Shape boundary entries:

═══

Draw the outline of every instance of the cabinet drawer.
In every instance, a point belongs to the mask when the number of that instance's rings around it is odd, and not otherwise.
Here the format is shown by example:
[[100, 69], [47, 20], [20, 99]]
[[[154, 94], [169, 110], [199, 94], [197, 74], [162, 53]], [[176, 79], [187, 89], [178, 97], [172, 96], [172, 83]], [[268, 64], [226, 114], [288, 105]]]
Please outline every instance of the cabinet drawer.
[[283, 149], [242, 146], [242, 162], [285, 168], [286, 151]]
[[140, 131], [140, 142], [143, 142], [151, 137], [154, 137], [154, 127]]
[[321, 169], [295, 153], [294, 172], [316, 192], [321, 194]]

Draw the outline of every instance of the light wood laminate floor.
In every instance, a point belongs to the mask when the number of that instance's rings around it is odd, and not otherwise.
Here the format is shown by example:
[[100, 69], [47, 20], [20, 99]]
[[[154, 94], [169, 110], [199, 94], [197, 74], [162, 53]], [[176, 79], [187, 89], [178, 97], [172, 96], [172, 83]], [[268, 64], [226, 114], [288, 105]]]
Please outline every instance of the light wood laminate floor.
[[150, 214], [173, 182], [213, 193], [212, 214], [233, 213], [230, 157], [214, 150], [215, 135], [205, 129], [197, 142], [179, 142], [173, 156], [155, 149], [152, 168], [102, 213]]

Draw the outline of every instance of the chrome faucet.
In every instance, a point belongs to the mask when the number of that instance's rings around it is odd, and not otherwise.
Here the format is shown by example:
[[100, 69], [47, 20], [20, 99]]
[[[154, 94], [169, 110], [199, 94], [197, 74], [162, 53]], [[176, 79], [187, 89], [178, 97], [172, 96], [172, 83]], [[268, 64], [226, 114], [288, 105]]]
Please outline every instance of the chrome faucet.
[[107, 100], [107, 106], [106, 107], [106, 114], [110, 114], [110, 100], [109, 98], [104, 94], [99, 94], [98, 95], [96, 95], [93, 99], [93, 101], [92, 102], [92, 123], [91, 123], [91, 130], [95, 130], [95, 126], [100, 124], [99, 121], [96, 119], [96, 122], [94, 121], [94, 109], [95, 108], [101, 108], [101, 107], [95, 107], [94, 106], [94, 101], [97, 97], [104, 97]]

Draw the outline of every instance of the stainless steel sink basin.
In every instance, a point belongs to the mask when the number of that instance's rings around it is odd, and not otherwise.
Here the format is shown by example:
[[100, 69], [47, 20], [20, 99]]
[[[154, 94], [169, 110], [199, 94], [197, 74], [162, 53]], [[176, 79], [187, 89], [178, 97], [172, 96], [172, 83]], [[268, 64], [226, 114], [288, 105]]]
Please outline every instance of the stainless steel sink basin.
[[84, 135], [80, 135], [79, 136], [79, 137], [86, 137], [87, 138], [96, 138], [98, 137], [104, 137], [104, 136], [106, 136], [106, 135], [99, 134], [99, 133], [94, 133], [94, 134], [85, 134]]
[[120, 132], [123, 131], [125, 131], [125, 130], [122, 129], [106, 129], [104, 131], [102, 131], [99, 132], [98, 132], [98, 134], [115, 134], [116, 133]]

═══

### TASK STATEMENT
Convert all of the rows above into a JSON list of strings, one string per line, and leave out the blank lines.

### PROBLEM SOLUTION
[
  "Draw the outline of every instance of the cabinet drawer.",
  "In every instance, a point belongs to the mask when the number of that instance's rings around it is odd, and not otherwise.",
  "Here the format is shown by example:",
  "[[100, 69], [47, 20], [20, 99]]",
  "[[[154, 94], [169, 110], [199, 94], [197, 74], [162, 53]], [[176, 79], [187, 89], [178, 97], [172, 96], [172, 83]], [[268, 64], [226, 114], [288, 105]]]",
  "Please outline every instance of the cabinet drawer.",
  "[[283, 149], [242, 146], [242, 162], [285, 168], [286, 151]]",
  "[[140, 131], [140, 142], [143, 142], [151, 137], [154, 137], [154, 127]]",
  "[[321, 169], [295, 153], [294, 172], [316, 192], [321, 194]]",
  "Draw the outline of every instance of the light wood laminate floor.",
  "In every instance, a point belongs to the mask when the number of that instance's rings around it is odd, and not otherwise.",
  "Here the format is shown by example:",
  "[[100, 69], [47, 20], [20, 99]]",
  "[[[154, 94], [169, 110], [199, 94], [197, 74], [162, 53]], [[176, 79], [187, 89], [178, 97], [172, 96], [172, 83]], [[268, 64], [226, 114], [288, 105]]]",
  "Please outline every instance of the light wood laminate floor.",
  "[[150, 214], [173, 182], [213, 193], [212, 214], [233, 213], [230, 157], [214, 150], [215, 135], [205, 129], [197, 142], [179, 142], [173, 156], [155, 149], [152, 168], [102, 213]]",
  "Draw the outline of every instance of the chrome faucet.",
  "In every instance, a point belongs to the mask when the number of that instance's rings around it is odd, and not otherwise.",
  "Here the format is shown by example:",
  "[[100, 69], [47, 20], [20, 99]]",
  "[[[154, 94], [169, 110], [199, 94], [197, 74], [162, 53]], [[176, 79], [187, 89], [178, 97], [172, 96], [172, 83]], [[268, 64], [226, 114], [288, 105]]]",
  "Please outline every instance of the chrome faucet.",
  "[[107, 100], [107, 106], [106, 107], [106, 114], [110, 114], [110, 100], [109, 98], [104, 94], [99, 94], [98, 95], [96, 95], [93, 99], [93, 101], [92, 102], [92, 123], [91, 123], [91, 130], [95, 130], [95, 126], [100, 124], [99, 121], [96, 119], [96, 122], [94, 121], [94, 109], [95, 108], [101, 108], [101, 107], [95, 107], [94, 106], [94, 101], [97, 97], [104, 97]]",
  "Draw the outline of every instance of the stainless steel sink basin.",
  "In every instance, a point belongs to the mask when the number of that instance's rings around it is odd, and not otherwise.",
  "Here the format is shown by example:",
  "[[100, 69], [47, 20], [20, 99]]",
  "[[[154, 94], [169, 110], [199, 94], [197, 74], [162, 53]], [[176, 79], [187, 89], [178, 97], [172, 96], [172, 83]], [[268, 64], [226, 114], [288, 105]]]",
  "Please outline every instance of the stainless steel sink basin.",
  "[[84, 135], [80, 135], [79, 136], [79, 137], [86, 137], [87, 138], [96, 138], [98, 137], [104, 137], [104, 136], [106, 136], [106, 135], [99, 134], [99, 133], [94, 133], [94, 134], [85, 134]]",
  "[[120, 132], [123, 131], [125, 131], [125, 130], [122, 129], [106, 129], [104, 131], [102, 131], [99, 132], [98, 132], [98, 134], [115, 134], [116, 133]]"
]